### [LESETEXT]
───

In einigen Fällen führten "Erlässe" zur Verletzung von Grundrechten
Solche Rechtsnormen wurden in der Covid-19-Pandemie als "Erlässe" ausgegeben. "Dies sind eigentlich Verwaltungsvorschriften, die sich an eine nachgeordnete Behörde richten", schrieb der Soziologe in einer Aussendung des FWF: "Gemeinsam mit Verordnungen, die ebenfalls von Verwaltungsbehörden erlassen werden, waren sie die zentralen Mittel der Bundesministerien, um in der Pandemiebekämpfung schnell zu reagieren." Für tatsächliche Gesetze wäre dagegen immer auch ein Nationalratsbeschluss nötig gewesen. "Der Output der Ministerien an Erlässen und Verordnungen war enorm", so Kreissl: "In einigen Fällen führte er sogar zur Verletzung von Grundrechten, zum Beispiel beim sogenannten Oster-Erlass."
Dieser sollte Familienfeiern mit vielen Personen in den privaten Wohnungen verhindern. "Die Polizei hätte aber gar nicht die Ressourcen gehabt, dies zu kontrollieren", berichtete er. Deshalb wurde jener Erlass, so wie manche andere, von der Exekutive "schlichtweg ignoriert".

───

### [ENTNOMMENES MATERIAL]
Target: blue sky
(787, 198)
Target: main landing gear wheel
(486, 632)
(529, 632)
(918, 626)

───

### [AUFGABENSTELLUNG]
Schreiben Sie die Fortsetzung des Lesetextes über die Erlässe der Ministerien in der Covid-19-Pandemie, beginnend nach seinem letzten Satz.

### [SCHRIFTLICHE ANTWORT]
Zusätzlich gab es in der Pandemie Probleme in der alltäglichen Organisation der Polizeiarbeit, erklärte Kreissl: Beispielsweise konnte man nicht gegen SARS-CoV-2 geimpfte und ungeimpfte Exekutivbeamten zusammen als Streife losschicken.
"Unter dem Strich" gute Arbeit
Die Polizisten bewältigten "unter dem Strich" ihre Aufgaben in der Covid-19 Krise aber gut, meinte Kreissl: "Dafür griffen sie auf ihr Standard-Handlungs-Repertoire polizeilicher Arbeit im Alltag zurück", so der Sicherheitsforscher: "Das heißt: Präsent zu sein, für Sicherheit und Ordnung zu sorgen und notfalls, wenn man gerufen wird, Streit zu schlichten." Dabei wären sie pragmatisch und mit Augenmaß vorgegangen. "Auf der Straße erfahrene Polizisten wissen auch, dass sie nicht jede Norm immer genau durchsetzen können", sagte der Experte: "Zum Beispiel solche wirklich bizarren Vorschriften, dass im öffentlichen Raum eine Baby-Elefanten-Länge Abstand zu anderen Personen gehalten werden muss."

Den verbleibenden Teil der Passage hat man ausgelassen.